__ARBEITSANWEISUNG__. Schreibe den Abschnitt von „Offenes Gespräch mit“ bis „Zeit übernehmen könnte.“ aus dem Text über Quiet Firing noch einmal ab. Ersetze darin „Führungskraft“ durch „Teamleitung“.

__ANGEZEIGTER TEXTAUSZUG__.
********

Situationsanalyse: Was passiert hier gerade?
Vor dem Ergreifen von Maßnahmen sollte man sich als Mitarbeiter zunächst in Ruhe mit der Situation beschäftigen und sich die Frage stellen: “Bezieht sich das alles wirklich nur auf mich, oder hat das vielleicht andere Gründe wie zum Beispiel einen breiten Strukturwandel im Unternehmen?”
Dokumentieren der Vorgänge
Wichtig in diesem Zusammenhang ist auch die Dokumentation des mutmaßlichen Quiet Firings: Es kann bei späteren Diskussionen und Auseinandersetzungen helfen, die fraglichen Ereignisse in Form eines Logbuchs oder Tagebuchs vorlegen zu können. Zusätzlich sollten wichtige Dokumente wie zum Beispiel E-Mails des Chefs nicht nur gespeichert, sondern auch ausgedruckt werden, um mögliche Beweise zu sichern.
Offenes Gespräch mit dem Chef suchen
Wenn man sich als Mitarbeiter von Quiet Firing betroffen fühlt, sollte man das Gespräch mit der Führungskraft suchen. Im Gespräch kann man zum Beispiel ausdrücken, wie sehr man den Job schätzt, dass man aber das Gefühl hat, irgendetwas stimme nicht.
Eigene Leistungen aufzeigen
Was ebenfalls hilfreich sein kann, ist, eine Liste in Form einer Tabelle mit drei Spalten zu erstellen. In die erste Spalte schreibt man alle Aufgaben, die man gemäß des aktuellen Jobprofils zu erledigen hat. In die zweite Spalte kommen die Aufgaben, die man tatsächlich übernimmt und außerdem die zusätzlich übernommenen Tätigkeiten. Und in die dritte Spalte werden die Aufgaben geschrieben, die man bei entsprechender Umverteilung der Zeit übernehmen könnte.
Eine solche Liste kann dem Vorgesetzten den erbrachten Mehrwert zeigen, den man als Mitarbeiter schafft, denn oftmals ist dem Chef gar nicht klar, welche Leistungen ihre Mitarbeiter tagtäglich erbringen.
Weitere Möglichkeiten, mit Quiet Firing umzugehen
Wenn das Gespräch mit dem Vorgesetzten nicht den gewünschten Erfolg bringt, bleiben Arbeitnehmern verschiedene Alternativen:
- Das Gespräch mit dem Betriebsrat oder Personalrat suchen
- Sich intern auf eine andere Stelle bewerben
- Einen neuen Job bei einem anderen Unternehmen suchen
- Versuchen, die Situation auszusitzen
- Sich Rückhalt bei Kolleginnen und Kollegen suchen und als Team auf den Vorgesetzten einwirken
- Gemeinsam mit der HR-Abteilung eine Lösung suchen. Diese kann auch in einem Aufhebungsvertrag bestehen.
Wenn der Vorgesetzte gegen das Arbeitsrecht verstößt, etwa durch eine nicht zulässige Versetzung oder die Verweigerung einer allgemeinen Gehaltserhöhung, sollte der Rat eines Fachanwalts für Arbeitsrecht eingeholt werden.

********

Gespeicherte Einträge
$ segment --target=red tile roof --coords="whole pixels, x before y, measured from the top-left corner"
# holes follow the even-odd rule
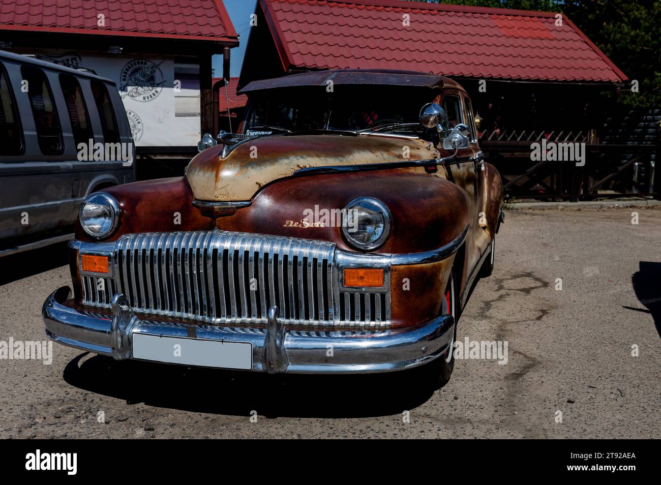
[[[399,69],[455,77],[619,82],[555,14],[397,0],[260,0],[285,71]],[[404,26],[405,15],[410,26]]]
[[[220,81],[221,77],[212,77],[211,85],[215,84],[216,81]],[[245,94],[237,94],[237,85],[239,84],[238,77],[230,77],[229,83],[227,83],[227,98],[229,98],[229,109],[234,110],[237,108],[243,108],[248,101],[248,96]],[[225,97],[225,87],[221,87],[219,91],[219,98],[218,99],[218,108],[220,112],[227,111],[227,101]]]
[[[103,26],[97,24],[100,14],[104,16]],[[0,30],[238,44],[222,0],[2,0]]]

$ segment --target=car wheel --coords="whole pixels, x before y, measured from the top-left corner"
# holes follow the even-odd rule
[[[442,314],[452,315],[456,323],[457,295],[455,291],[454,276],[452,273],[450,274],[447,286],[444,294],[442,309]],[[432,390],[436,391],[443,387],[450,380],[452,371],[454,370],[454,352],[453,351],[456,338],[457,326],[455,324],[452,341],[446,354],[436,357],[429,363],[414,369],[418,371],[418,380],[420,381],[421,385],[431,386]]]
[[[494,270],[494,258],[496,254],[496,236],[491,239],[491,251],[489,257],[482,264],[480,268],[480,278],[490,276]]]

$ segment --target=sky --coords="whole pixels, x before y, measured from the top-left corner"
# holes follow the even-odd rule
[[[243,62],[246,46],[248,45],[248,34],[250,33],[250,15],[254,13],[256,3],[257,0],[223,0],[234,25],[234,30],[239,34],[239,47],[230,52],[229,75],[232,77],[238,77],[241,71],[241,63]],[[222,56],[214,56],[212,58],[212,67],[214,69],[214,77],[223,75]]]

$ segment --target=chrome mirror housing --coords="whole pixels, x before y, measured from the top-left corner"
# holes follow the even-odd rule
[[[438,103],[428,103],[420,110],[420,122],[425,128],[442,127],[445,121],[446,112]]]
[[[465,131],[469,133],[468,126],[463,123],[459,123],[447,131],[447,135],[443,139],[443,147],[446,150],[458,150],[461,148],[468,148],[470,140],[463,134]]]
[[[205,133],[201,140],[198,142],[198,151],[204,151],[208,148],[215,147],[218,142],[208,133]]]

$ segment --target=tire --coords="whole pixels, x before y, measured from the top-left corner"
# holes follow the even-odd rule
[[[449,304],[448,305],[448,303]],[[457,295],[455,291],[453,273],[450,273],[447,281],[447,286],[444,294],[442,304],[442,315],[449,314],[455,318],[454,334],[450,348],[446,354],[442,354],[429,363],[424,364],[418,369],[414,369],[418,373],[417,379],[422,386],[429,386],[432,391],[443,387],[450,380],[452,371],[454,370],[454,342],[457,338]]]
[[[489,254],[489,257],[485,260],[485,262],[482,264],[482,268],[480,268],[480,278],[487,278],[488,276],[490,276],[491,274],[493,272],[495,251],[496,236],[494,235],[493,238],[491,239],[491,251],[490,252],[490,254]]]

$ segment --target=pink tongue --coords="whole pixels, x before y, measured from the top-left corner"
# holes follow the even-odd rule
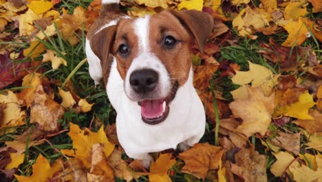
[[[163,112],[163,99],[143,100],[141,103],[141,114],[147,119],[157,118]]]

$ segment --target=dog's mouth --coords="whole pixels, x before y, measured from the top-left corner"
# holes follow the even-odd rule
[[[155,100],[147,99],[139,101],[141,106],[142,120],[149,125],[156,125],[164,121],[169,115],[169,104],[173,100],[178,90],[178,81],[173,84],[170,94],[165,99]]]

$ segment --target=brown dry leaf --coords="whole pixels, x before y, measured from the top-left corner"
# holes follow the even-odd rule
[[[267,181],[266,159],[254,149],[242,149],[235,155],[231,171],[244,181]]]
[[[136,172],[131,170],[127,166],[127,163],[122,159],[121,155],[122,152],[116,150],[113,151],[109,157],[109,163],[113,168],[116,176],[127,181],[131,181],[133,178],[138,179],[142,175],[148,174],[147,173]]]
[[[78,101],[78,105],[80,106],[80,110],[83,112],[87,112],[92,110],[92,106],[94,103],[88,103],[86,99],[82,99]]]
[[[234,117],[243,120],[235,131],[247,138],[256,132],[264,135],[274,111],[275,94],[266,97],[260,88],[248,87],[247,89],[248,99],[237,99],[229,104]]]
[[[270,172],[277,177],[282,176],[284,172],[289,174],[289,167],[299,165],[299,163],[295,160],[294,156],[287,152],[279,151],[273,153],[273,155],[277,160],[270,166]]]
[[[314,119],[298,119],[293,123],[304,128],[310,134],[322,132],[322,114],[318,110],[310,109],[309,114]]]
[[[93,144],[92,167],[87,173],[88,181],[115,181],[113,170],[104,154],[104,145]]]
[[[277,132],[277,136],[270,140],[270,142],[286,150],[299,155],[300,150],[300,133],[288,134]]]
[[[282,26],[288,32],[288,37],[281,46],[293,47],[302,44],[306,40],[306,33],[309,31],[301,19],[288,21]]]
[[[312,12],[322,12],[322,3],[319,0],[308,0],[313,6]]]
[[[92,132],[88,128],[80,130],[78,125],[69,123],[70,131],[68,135],[73,141],[74,150],[62,150],[66,155],[78,158],[82,161],[86,168],[91,167],[91,152],[93,152],[93,145],[102,143],[104,145],[105,156],[109,156],[114,150],[114,144],[109,143],[104,132],[103,126],[97,132]]]
[[[22,101],[19,100],[12,91],[8,91],[7,95],[0,94],[0,103],[2,105],[0,128],[10,128],[25,124],[25,111],[21,111]]]
[[[161,154],[155,161],[152,161],[149,174],[150,181],[171,181],[167,174],[168,170],[175,163],[175,159],[171,158],[171,154]]]
[[[256,29],[269,26],[271,21],[268,12],[247,6],[234,19],[233,27],[237,28],[240,36],[244,37],[253,34]]]
[[[322,152],[322,132],[310,135],[308,140],[309,142],[305,143],[305,145],[309,146],[309,148],[314,148]]]
[[[69,91],[65,91],[63,89],[60,88],[58,93],[63,99],[63,102],[61,103],[61,105],[65,108],[72,108],[73,105],[76,103]]]
[[[53,165],[50,165],[47,159],[40,154],[36,160],[36,163],[32,165],[32,175],[27,177],[14,174],[14,176],[19,181],[47,181],[55,172],[62,169],[63,165],[60,160],[56,161]]]
[[[303,17],[308,14],[306,7],[303,7],[302,2],[290,1],[285,8],[284,18],[286,20],[297,20],[299,17]]]
[[[30,74],[23,78],[23,86],[30,86],[19,93],[30,110],[30,123],[39,124],[39,128],[45,131],[56,131],[58,120],[65,112],[63,108],[47,94],[41,85],[39,73]]]
[[[209,170],[219,168],[224,152],[222,148],[208,143],[197,143],[179,154],[178,157],[186,163],[181,171],[204,179]]]

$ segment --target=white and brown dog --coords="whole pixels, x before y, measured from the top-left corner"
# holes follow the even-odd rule
[[[127,154],[151,161],[149,152],[192,146],[204,133],[204,106],[193,85],[189,46],[200,50],[211,33],[212,17],[202,12],[163,11],[130,19],[119,0],[103,0],[89,30],[89,74],[103,78],[117,112],[118,140]]]

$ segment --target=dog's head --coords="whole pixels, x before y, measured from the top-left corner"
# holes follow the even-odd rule
[[[121,19],[94,35],[91,47],[103,69],[109,55],[116,58],[127,96],[141,105],[143,121],[155,124],[167,118],[169,103],[188,80],[189,46],[195,40],[202,52],[213,26],[206,13],[163,11]]]

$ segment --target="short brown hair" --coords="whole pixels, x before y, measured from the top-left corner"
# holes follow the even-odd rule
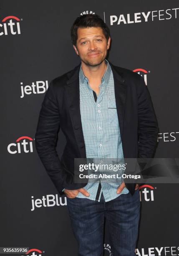
[[[85,14],[78,17],[71,28],[71,42],[73,44],[76,46],[78,39],[77,31],[78,28],[91,27],[101,28],[106,40],[108,40],[110,36],[110,31],[101,18],[97,14]]]

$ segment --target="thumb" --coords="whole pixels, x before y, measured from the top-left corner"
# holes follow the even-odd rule
[[[121,191],[124,189],[124,187],[126,187],[124,182],[123,182],[121,185],[118,187],[117,189],[116,193],[117,194],[120,194]]]
[[[78,189],[78,190],[79,192],[81,192],[81,194],[83,194],[83,195],[85,196],[88,197],[89,196],[89,194],[88,192],[88,191],[86,190],[86,189],[83,189],[83,187],[82,187],[81,188],[79,189]]]

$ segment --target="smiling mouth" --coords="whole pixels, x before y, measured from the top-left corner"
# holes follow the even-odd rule
[[[97,52],[95,53],[91,54],[88,54],[88,56],[95,56],[96,55],[97,55],[99,54],[99,52]]]

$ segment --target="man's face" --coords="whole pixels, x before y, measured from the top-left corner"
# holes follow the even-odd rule
[[[82,61],[87,66],[99,65],[106,59],[111,38],[107,41],[100,27],[78,28],[76,47],[73,47]]]

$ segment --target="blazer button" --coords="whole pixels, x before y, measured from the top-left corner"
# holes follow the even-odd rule
[[[79,128],[79,126],[78,125],[75,125],[74,128],[75,128],[75,130],[78,130]]]
[[[81,148],[84,148],[84,143],[83,142],[80,143],[80,147]]]

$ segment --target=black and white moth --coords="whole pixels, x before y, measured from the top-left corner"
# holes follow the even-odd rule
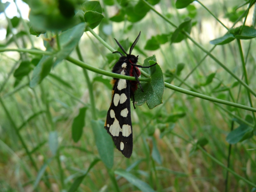
[[[110,107],[107,112],[107,119],[104,128],[112,137],[116,148],[120,151],[127,158],[129,158],[133,151],[133,133],[131,119],[130,98],[132,98],[134,105],[134,93],[137,89],[137,84],[141,91],[143,89],[139,80],[140,71],[138,68],[149,68],[157,64],[148,66],[137,65],[139,55],[132,55],[132,52],[140,35],[140,32],[130,49],[130,53],[127,54],[124,49],[115,38],[116,43],[126,54],[123,55],[118,51],[121,56],[113,67],[112,72],[124,75],[134,77],[136,81],[126,80],[113,78],[111,80],[113,86],[112,99]]]

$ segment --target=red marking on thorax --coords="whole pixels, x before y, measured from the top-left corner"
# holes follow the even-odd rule
[[[136,68],[136,69],[137,69],[136,71],[136,75],[137,75],[138,77],[140,76],[140,69],[137,67],[135,67]],[[131,70],[130,71],[130,76],[132,77],[134,77],[133,75],[133,66],[132,65],[132,67],[131,68]],[[130,82],[131,83],[131,91],[133,93],[134,93],[135,91],[138,89],[137,84],[138,82],[137,81],[134,80],[130,80]]]

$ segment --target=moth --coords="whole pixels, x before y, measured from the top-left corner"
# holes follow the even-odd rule
[[[132,45],[129,54],[126,52],[117,40],[114,38],[126,56],[123,55],[119,51],[113,52],[113,53],[119,54],[121,57],[113,67],[112,72],[134,77],[136,80],[117,78],[113,78],[111,80],[111,83],[113,86],[112,99],[104,125],[104,128],[112,137],[116,148],[127,158],[129,158],[132,155],[133,146],[130,99],[132,98],[133,107],[135,109],[134,93],[138,89],[138,84],[143,92],[139,80],[138,78],[141,74],[139,68],[149,68],[157,64],[156,63],[148,66],[143,66],[136,64],[139,55],[136,56],[132,55],[132,52],[140,36],[140,32]]]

********

__LÖSUNG__.
Offenes Gespräch mit dem Chef suchen
Wenn man sich als Mitarbeiter von Quiet Firing betroffen fühlt, sollte man das Gespräch mit der Teamleitung suchen. Im Gespräch kann man zum Beispiel ausdrücken, wie sehr man den Job schätzt, dass man aber das Gefühl hat, irgendetwas stimme nicht.
Eigene Leistungen aufzeigen
Was ebenfalls hilfreich sein kann, ist, eine Liste in Form einer Tabelle mit drei Spalten zu erstellen. In die erste Spalte schreibt man alle Aufgaben, die man gemäß des aktuellen Jobprofils zu erledigen hat. In die zweite Spalte kommen die Aufgaben, die man tatsächlich übernimmt und außerdem die zusätzlich übernommenen Tätigkeiten. Und in die dritte Spalte werden die Aufgaben geschrieben, die man bei entsprechender Umverteilung der Zeit übernehmen könnte.